- _TEXT_
-------------------------

Girls in local authority care may have faced experimental drug treatment after being channelled via a remand home, BBC Inside Out can reveal.
Breadsall Remand Home in Derby took girls from the Midlands and Yorkshire and sent many to Aston Hall Hospital.
The hospital has been accused of using a discredited “truth serum” therapy on patients as young as 11.
An ex-patient said the revelation made her “disgusted to the pit of my stomach”.
Aston Hall in Derbyshire was opened in the 1920s for those deemed to have mental health problems. It could cater for about 100 children of both sexes, but took adults as well.
It closed in the 1990s but comments on a website about derelict buildings brought its grim history to light.
Former patients began to swap experiences, describing Aston Hall as “pure hell” and “a horrendous place”.
This put the focus on Dr Kenneth Milner, who took over the centre in 1947.
A treatment run by Dr Milner saw patients, including a number of children, being isolated, stripped and drugged, according to claims.
Records show he was using sodium amytal and may have been employing “narcoanalysis“ – a military method for treating servicemen with repressed traumatic experiences, which was largely abandoned after World War Two.
This evidence, combined with a lack of published research and few medical records, have led to Dr Milner’s methods being called into question.
Many former patients have spoken of the trauma of the process, with some claiming to have had false memories of abuse suggested to them and even been sexually abused by Dr Milner.
But new research has shown there was a system for bringing children, particularly girls, to Aston Hall.
The National Archives show a single remand home may have made hundreds of girls available to Dr Milner, despite the doubts of regulators.
These documents show Dr Milner was available to provide psychiatric reports for those admitted to the Breadsall Remand Home for Girls as far back as 1964.
The home, which held about 20 children at any one time, mostly served the Derby and Nottingham areas, but took girls from at least 11 other local authorities, including Sheffield, Leicester, Coventry and Stoke.

-------------------------

- _PROVIDED MATERIAL_
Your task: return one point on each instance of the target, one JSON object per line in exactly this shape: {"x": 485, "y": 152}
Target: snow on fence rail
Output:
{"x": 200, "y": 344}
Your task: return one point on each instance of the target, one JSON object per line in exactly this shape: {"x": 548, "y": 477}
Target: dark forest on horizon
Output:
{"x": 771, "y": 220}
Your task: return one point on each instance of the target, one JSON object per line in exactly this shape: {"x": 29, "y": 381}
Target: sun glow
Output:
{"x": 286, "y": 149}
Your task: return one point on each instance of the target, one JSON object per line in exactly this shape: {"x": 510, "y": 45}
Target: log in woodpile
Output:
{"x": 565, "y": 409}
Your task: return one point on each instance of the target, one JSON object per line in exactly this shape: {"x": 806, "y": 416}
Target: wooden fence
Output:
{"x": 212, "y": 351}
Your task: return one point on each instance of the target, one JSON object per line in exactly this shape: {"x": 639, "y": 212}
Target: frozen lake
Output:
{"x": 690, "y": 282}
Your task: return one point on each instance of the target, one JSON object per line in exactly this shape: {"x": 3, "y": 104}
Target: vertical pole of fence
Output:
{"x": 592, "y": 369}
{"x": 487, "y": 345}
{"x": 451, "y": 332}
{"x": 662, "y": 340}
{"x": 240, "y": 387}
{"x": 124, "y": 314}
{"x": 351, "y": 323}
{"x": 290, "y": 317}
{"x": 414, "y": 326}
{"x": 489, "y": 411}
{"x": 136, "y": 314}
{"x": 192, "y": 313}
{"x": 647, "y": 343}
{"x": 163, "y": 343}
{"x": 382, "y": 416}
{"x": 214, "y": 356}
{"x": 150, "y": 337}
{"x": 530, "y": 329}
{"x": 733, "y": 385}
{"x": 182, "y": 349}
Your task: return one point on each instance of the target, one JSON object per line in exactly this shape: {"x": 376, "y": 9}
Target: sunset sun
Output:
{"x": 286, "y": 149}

-------------------------

- _WORK REQUEST_
From the Aston Hall article, set down the passage from "These documents show" up to and including "back as 1964.", word for word.

- _RESPONSE TO THIS TASK_
These documents show Dr Milner was available to provide psychiatric reports for those admitted to the Breadsall Remand Home for Girls as far back as 1964.